Exclude all pictures, then copy each of the records exactly as written.

* [Given data]
● ● ● ●
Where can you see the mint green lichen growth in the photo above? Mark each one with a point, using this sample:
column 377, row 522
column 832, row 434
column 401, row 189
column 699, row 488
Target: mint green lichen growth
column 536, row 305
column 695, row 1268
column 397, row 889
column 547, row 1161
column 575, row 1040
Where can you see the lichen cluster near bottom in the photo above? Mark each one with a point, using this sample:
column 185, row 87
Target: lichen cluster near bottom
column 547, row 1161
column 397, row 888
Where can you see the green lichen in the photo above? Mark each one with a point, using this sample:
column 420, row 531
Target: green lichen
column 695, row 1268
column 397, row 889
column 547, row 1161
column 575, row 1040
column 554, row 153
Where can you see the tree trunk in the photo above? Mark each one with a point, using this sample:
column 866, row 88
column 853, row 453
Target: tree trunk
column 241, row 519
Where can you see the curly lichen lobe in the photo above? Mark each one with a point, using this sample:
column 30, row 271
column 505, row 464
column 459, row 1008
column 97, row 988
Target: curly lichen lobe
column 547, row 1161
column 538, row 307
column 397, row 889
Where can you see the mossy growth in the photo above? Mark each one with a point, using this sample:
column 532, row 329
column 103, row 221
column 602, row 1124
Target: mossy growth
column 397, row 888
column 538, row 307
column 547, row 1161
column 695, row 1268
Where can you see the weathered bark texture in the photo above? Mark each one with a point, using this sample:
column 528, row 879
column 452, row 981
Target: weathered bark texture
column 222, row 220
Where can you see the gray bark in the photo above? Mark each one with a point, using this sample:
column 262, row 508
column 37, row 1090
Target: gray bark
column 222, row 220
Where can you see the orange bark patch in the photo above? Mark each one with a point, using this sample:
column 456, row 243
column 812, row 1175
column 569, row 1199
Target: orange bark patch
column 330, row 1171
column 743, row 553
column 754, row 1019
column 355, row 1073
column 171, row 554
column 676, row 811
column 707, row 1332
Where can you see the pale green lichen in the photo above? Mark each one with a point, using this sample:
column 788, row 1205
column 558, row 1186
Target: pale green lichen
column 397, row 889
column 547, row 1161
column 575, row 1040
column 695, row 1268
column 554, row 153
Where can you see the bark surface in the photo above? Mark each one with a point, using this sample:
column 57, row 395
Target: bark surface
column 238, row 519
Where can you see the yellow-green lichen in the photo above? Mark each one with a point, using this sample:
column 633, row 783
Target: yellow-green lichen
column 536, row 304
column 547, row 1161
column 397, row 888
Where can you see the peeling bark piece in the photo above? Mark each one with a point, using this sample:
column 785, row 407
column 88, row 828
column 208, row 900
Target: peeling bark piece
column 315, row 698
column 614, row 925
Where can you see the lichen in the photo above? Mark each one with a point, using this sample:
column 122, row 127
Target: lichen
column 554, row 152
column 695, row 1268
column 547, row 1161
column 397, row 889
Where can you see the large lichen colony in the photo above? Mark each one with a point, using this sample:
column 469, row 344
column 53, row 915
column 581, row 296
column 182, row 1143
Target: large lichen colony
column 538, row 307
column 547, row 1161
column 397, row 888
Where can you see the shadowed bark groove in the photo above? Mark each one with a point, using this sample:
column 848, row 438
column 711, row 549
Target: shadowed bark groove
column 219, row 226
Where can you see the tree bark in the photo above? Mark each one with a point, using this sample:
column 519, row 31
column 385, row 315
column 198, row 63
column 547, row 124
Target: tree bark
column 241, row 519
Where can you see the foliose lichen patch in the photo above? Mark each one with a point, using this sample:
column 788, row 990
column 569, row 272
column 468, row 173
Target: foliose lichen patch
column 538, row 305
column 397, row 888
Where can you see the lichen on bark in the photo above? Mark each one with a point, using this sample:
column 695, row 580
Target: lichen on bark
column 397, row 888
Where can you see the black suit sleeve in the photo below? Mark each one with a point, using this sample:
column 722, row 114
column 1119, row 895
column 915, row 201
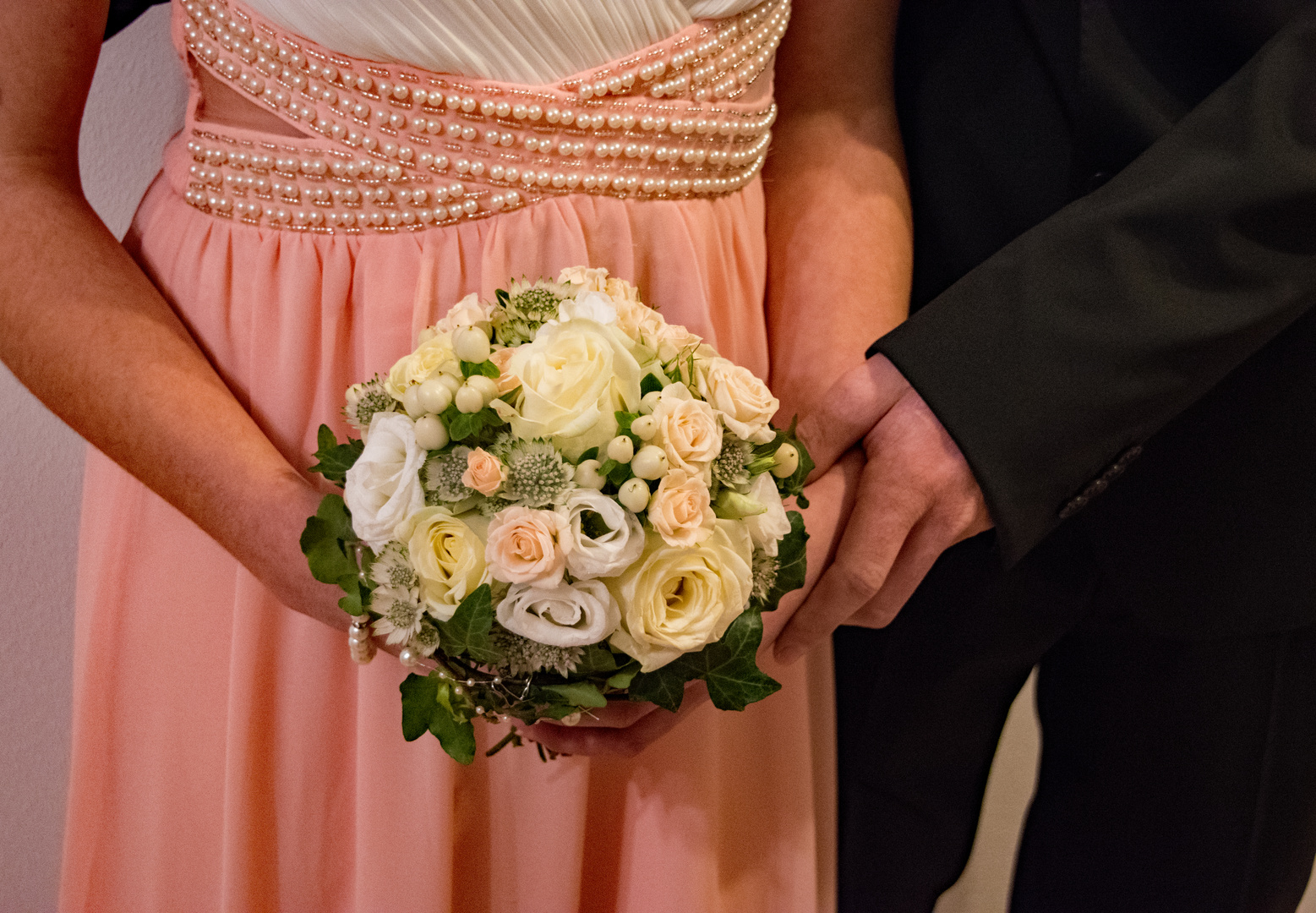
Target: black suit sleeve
column 1089, row 331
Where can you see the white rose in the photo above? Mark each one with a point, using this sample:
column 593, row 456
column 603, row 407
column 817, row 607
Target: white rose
column 766, row 529
column 595, row 554
column 744, row 402
column 432, row 357
column 467, row 312
column 576, row 376
column 569, row 615
column 383, row 486
column 687, row 430
column 588, row 305
column 678, row 600
column 446, row 554
column 593, row 279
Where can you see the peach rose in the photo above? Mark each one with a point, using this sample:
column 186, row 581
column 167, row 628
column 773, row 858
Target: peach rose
column 687, row 430
column 680, row 510
column 484, row 471
column 528, row 546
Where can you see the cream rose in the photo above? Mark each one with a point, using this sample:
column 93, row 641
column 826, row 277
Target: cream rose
column 432, row 357
column 744, row 402
column 446, row 554
column 383, row 486
column 687, row 430
column 766, row 529
column 593, row 551
column 566, row 615
column 528, row 546
column 574, row 378
column 680, row 510
column 484, row 473
column 677, row 600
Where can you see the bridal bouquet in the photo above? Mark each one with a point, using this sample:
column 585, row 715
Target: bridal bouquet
● ● ● ●
* [Answer to the exercise]
Where can you see the mint green lichen growth in the photo above? Mark each one with a point, using this sample:
column 377, row 522
column 832, row 434
column 401, row 189
column 699, row 488
Target: mint green lichen growth
column 536, row 305
column 695, row 1268
column 397, row 889
column 547, row 1161
column 575, row 1040
Where can you see the lichen cluster near bottom in the photo above? Mark each one with a point, using this sample:
column 185, row 87
Target: lichen cluster near bottom
column 547, row 1161
column 397, row 888
Where can you see the green lichen in the photo above? Mark each one with a point, using this sample:
column 420, row 531
Target: green lichen
column 695, row 1268
column 397, row 889
column 547, row 1161
column 575, row 1040
column 554, row 153
Where can you see the tree trunk in the photo above? Mark each one with a point, using this sample:
column 866, row 88
column 853, row 453
Target: tree trunk
column 241, row 519
Where can you see the curly lichen lobe in the photo above? Mark each one with a point, using this sample:
column 30, row 271
column 505, row 464
column 459, row 1008
column 97, row 988
Target: curly lichen lobe
column 547, row 1161
column 538, row 307
column 397, row 889
Where can you see the mossy growth in the photo above? Mark each one with a point, using this sample:
column 532, row 329
column 103, row 221
column 602, row 1124
Target: mossy growth
column 397, row 888
column 538, row 307
column 547, row 1161
column 695, row 1268
Where can you see the weathered bark texture in the photo above? Mark each one with a point, using this sample:
column 528, row 879
column 452, row 981
Target: weathered bark texture
column 222, row 220
Where can you see the gray bark in the photo above? Mark each one with a point, using this sample:
column 262, row 508
column 37, row 1090
Target: gray bark
column 222, row 220
Where can you see the orange bark patch in the photo above? Mark each one with a point, using this sample:
column 456, row 243
column 812, row 1175
column 569, row 1199
Target: orange bark patch
column 330, row 1171
column 743, row 553
column 754, row 1019
column 355, row 1073
column 171, row 554
column 676, row 811
column 707, row 1332
Where can you see the pale green lichen in the photo above? Mark each one with a point, using this sample:
column 788, row 1205
column 558, row 1186
Target: pale green lichen
column 397, row 889
column 547, row 1161
column 575, row 1040
column 695, row 1268
column 554, row 153
Where can you see the bark surface in the photo above? Mark each one with a point, using this sample:
column 57, row 395
Target: bark surface
column 238, row 519
Where can you see the yellow-green lichen in the photo above? Mark each one with a point, using this sample:
column 633, row 783
Target: yellow-green lichen
column 536, row 304
column 547, row 1161
column 397, row 888
Where can you see the peeling bark piece in the photo above? Mark each one with a point, using this sample:
column 785, row 407
column 88, row 828
column 208, row 900
Target: peeling bark piece
column 315, row 698
column 614, row 925
Where can you see the lichen in the photo above? Mark each one with a point, using this sample:
column 122, row 127
Target: lichen
column 554, row 152
column 695, row 1268
column 547, row 1161
column 397, row 889
Where can you see the large lichen colony in the photo above? Mark each one with a point, using this sample:
column 469, row 344
column 53, row 915
column 581, row 296
column 182, row 1143
Target: large lichen colony
column 538, row 307
column 547, row 1161
column 397, row 888
Where can you see the shadowed bark groove in the photo above? Mark each one with a point, using this sample:
column 848, row 438
column 711, row 549
Target: shadowed bark groove
column 219, row 226
Where can you see the tree bark in the photo above? Mark each one with a point, using this sample:
column 519, row 31
column 385, row 315
column 198, row 63
column 547, row 124
Target: tree bark
column 241, row 519
Where can you see the foliose lichen patch in the photo above? Mark each one with a point, using this sample:
column 788, row 990
column 569, row 272
column 468, row 173
Target: foliose lichen patch
column 538, row 305
column 397, row 888
Where can you see the lichen on bark in the photo above? Mark each one with a point, using this sample:
column 695, row 580
Target: lichen on bark
column 397, row 888
Where can you see the black suit sleeve in the photo below? Mark each one with a point, using this sample:
column 722, row 114
column 1119, row 895
column 915, row 201
Target: black suit sleeve
column 1089, row 331
Where can you see the white rose in the photo above? Mark each one with a point, using this sample:
column 593, row 456
column 603, row 407
column 817, row 607
Target: white rose
column 766, row 529
column 595, row 554
column 744, row 402
column 432, row 357
column 467, row 312
column 576, row 376
column 569, row 615
column 383, row 486
column 687, row 430
column 588, row 305
column 678, row 600
column 446, row 554
column 593, row 279
Where can you see the peach rose in the photo above? Mark each one with a point, using this sample:
column 186, row 581
column 167, row 628
column 773, row 858
Target: peach rose
column 687, row 430
column 680, row 510
column 484, row 471
column 528, row 546
Where can you see the cream rose in the photo above? Mark each one with a point, using this sample:
column 93, row 641
column 826, row 277
Target: cream rose
column 432, row 357
column 744, row 402
column 446, row 554
column 383, row 486
column 687, row 430
column 766, row 529
column 593, row 551
column 566, row 615
column 528, row 546
column 574, row 378
column 680, row 510
column 484, row 473
column 677, row 600
Where can you see the bridal bouquet in the photo above? Mark each one with a point, using this sample:
column 585, row 715
Target: bridal bouquet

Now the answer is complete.